** Opening Provided passage block **

New, more accurate coronavirus test proposed by Technion

Lab researchers propose an alternative to the popular PCR testing method for coronavirus: instead of a larger sample size, a much smaller one can be used.

Illustration of DNA molecules passing through a nanopore. (photo credit: TECHNION SPOKESPERSON'S OFFICE)
Illustration of DNA molecules passing through a nanopore.
(photo credit: TECHNION SPOKESPERSON'S OFFICE)
A new testing method for the coronavirus, proposed in a recent study published by the Technion's Faculty of Biomedical Engineering, headed by Prof. Amit Meller, could pave the way to more accurate testing. A commercialization process is currently in the works in the hopes of making it readily available to the general public as soon as possible.
In a regular PCR test a swab sample is taken from the patient, then RNA is extracted and sequenced into DNA form. That sequence is then amplified via a polymerase chain reaction (PCR). Once there are millions of copies, the presence of the virus can be detected.
But this method has drawbacks which the researchers hope to address. The challenge in requiring a large sample body to detect the virus is that the chance for error magnifies with the number of samples. Additionally, sometimes the viral RNA presence is quite low, which makes it harder to detect and easier to miss.
The proposed method overcomes these drawbacks. Instead of taking a massive sample size, it proposes to utilize original technology from Meller's lab group in the form of nanofabricated holes, or "nanopores," to analyze individual molecules. This will ensures a smaller sample size and greater accuracy. The molecules pass through an electric sensor, during which they give off a singular and unique electrical signature. It would also strip away the other molecules, leaving the target ones intact, contributing to the greater precision of the tests.
The proposition is to apply this technology to coronavirus tests, making the process quicker and more accurate.
The end goal is to make the test portable, lessening the work necessary in the lab.
"We have shown that our technology preserves the level of genetic expression of the original RNA molecules throughout the entire process," Meller said Professor. "In this way, we obtain a more precise analysis method, which is essential."

** Closing Provided passage block **
** Opening Data provided block **

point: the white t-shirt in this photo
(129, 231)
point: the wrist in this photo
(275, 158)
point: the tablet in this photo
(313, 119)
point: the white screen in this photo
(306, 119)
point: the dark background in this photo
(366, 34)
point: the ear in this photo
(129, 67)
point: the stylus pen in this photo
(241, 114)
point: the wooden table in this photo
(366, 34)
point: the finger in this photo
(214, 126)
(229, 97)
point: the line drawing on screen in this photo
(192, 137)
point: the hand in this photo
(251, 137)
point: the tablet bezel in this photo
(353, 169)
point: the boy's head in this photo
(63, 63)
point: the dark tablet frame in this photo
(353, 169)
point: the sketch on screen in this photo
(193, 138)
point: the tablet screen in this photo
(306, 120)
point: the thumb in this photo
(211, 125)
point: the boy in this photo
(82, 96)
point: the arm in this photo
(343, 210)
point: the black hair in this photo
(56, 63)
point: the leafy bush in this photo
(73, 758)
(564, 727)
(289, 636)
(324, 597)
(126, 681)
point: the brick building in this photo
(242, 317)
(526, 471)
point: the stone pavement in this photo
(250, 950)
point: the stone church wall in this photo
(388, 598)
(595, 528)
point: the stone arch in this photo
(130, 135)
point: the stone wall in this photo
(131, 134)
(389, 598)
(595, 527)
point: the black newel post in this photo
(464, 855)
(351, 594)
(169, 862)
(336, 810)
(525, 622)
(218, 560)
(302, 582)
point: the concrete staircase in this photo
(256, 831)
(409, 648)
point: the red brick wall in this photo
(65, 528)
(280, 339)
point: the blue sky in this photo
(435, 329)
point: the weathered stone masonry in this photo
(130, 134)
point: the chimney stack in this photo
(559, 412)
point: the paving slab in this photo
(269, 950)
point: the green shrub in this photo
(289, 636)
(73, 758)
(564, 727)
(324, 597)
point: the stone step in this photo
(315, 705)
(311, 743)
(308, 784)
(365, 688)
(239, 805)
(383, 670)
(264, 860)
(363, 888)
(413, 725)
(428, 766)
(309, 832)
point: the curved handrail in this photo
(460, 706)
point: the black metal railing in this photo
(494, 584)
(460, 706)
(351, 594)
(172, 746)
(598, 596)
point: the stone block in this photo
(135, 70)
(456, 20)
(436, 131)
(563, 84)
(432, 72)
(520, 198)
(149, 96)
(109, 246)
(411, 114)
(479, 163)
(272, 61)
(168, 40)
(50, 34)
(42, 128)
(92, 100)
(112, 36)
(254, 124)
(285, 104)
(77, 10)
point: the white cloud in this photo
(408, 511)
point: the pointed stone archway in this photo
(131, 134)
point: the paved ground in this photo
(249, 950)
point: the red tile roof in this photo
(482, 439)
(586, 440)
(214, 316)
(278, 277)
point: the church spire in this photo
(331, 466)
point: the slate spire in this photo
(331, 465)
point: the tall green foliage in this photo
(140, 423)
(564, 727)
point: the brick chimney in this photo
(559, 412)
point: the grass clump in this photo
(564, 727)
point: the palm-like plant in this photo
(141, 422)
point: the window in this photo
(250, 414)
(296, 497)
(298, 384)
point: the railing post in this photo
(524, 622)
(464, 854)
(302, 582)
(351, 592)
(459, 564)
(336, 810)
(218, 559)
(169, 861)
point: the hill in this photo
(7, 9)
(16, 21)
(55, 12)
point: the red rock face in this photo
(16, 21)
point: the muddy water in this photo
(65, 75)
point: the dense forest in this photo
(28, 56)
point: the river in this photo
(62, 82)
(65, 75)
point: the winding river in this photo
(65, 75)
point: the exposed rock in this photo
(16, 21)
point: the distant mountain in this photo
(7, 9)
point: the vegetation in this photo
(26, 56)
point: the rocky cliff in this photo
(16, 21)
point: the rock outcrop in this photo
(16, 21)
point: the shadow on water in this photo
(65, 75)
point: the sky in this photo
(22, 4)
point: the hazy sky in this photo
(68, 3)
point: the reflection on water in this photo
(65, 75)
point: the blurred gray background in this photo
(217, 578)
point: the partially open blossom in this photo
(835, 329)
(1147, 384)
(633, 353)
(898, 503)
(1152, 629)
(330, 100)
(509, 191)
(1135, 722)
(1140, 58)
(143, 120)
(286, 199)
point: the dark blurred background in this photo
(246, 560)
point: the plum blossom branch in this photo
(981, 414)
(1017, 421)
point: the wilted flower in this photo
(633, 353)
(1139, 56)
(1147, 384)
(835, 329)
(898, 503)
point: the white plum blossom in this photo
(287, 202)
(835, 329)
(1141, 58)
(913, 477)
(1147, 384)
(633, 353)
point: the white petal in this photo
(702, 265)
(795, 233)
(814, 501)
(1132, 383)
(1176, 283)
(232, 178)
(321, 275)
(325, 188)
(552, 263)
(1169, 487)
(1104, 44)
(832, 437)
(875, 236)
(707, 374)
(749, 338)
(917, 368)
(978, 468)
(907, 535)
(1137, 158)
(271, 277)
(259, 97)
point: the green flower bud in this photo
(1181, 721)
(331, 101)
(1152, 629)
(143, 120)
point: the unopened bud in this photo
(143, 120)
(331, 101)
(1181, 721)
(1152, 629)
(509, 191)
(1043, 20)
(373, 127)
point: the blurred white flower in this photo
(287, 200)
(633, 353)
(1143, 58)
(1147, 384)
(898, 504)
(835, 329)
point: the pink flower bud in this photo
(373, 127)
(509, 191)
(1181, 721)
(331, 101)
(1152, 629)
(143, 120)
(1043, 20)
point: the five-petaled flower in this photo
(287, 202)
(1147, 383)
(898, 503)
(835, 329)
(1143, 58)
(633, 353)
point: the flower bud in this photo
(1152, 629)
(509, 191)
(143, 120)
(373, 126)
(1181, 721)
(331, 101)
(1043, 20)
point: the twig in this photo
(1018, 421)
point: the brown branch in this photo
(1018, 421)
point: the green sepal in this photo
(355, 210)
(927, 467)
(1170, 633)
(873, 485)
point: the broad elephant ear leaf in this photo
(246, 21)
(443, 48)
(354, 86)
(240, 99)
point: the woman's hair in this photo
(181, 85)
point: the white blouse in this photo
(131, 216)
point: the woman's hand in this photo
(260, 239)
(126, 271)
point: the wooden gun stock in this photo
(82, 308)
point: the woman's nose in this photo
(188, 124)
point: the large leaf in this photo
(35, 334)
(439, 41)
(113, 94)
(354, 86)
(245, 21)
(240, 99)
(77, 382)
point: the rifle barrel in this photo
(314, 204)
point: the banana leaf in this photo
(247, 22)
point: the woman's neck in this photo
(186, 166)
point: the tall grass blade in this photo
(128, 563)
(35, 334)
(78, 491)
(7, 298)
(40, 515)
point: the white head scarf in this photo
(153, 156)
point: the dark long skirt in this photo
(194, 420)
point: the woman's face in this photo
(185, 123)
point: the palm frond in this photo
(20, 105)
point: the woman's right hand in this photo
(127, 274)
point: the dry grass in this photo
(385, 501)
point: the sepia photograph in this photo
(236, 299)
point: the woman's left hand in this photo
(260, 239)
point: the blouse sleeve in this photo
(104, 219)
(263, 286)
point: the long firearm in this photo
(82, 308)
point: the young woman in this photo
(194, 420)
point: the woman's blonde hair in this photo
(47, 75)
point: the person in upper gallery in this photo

** Closing Data provided block **

Exercise requirements:
A) Reproduce the part of the coronavirus test article from "New, more accurate" up to and including "soon as possible.".
B) According to the coronavirus test article, what does the proposed method use to analyze individual molecules?
C) Turn the paragraph of the coronavirus test article that begins "In a regular PCR test" into a short list of steps.

Answer list:
A)
New, more accurate coronavirus test proposed by Technion

Lab researchers propose an alternative to the popular PCR testing method for coronavirus: instead of a larger sample size, a much smaller one can be used.

Illustration of DNA molecules passing through a nanopore. (photo credit: TECHNION SPOKESPERSON'S OFFICE)
Illustration of DNA molecules passing through a nanopore.
(photo credit: TECHNION SPOKESPERSON'S OFFICE)
A new testing method for the coronavirus, proposed in a recent study published by the Technion's Faculty of Biomedical Engineering, headed by Prof. Amit Meller, could pave the way to more accurate testing. A commercialization process is currently in the works in the hopes of making it readily available to the general public as soon as possible.

B) Nanofabricated holes, or "nanopores," from Meller's lab group.

C)
- A swab sample is taken from the patient.
- RNA is extracted and sequenced into DNA form.
- The sequence is amplified via polymerase chain reaction (PCR).
- Once there are millions of copies, the virus can be detected.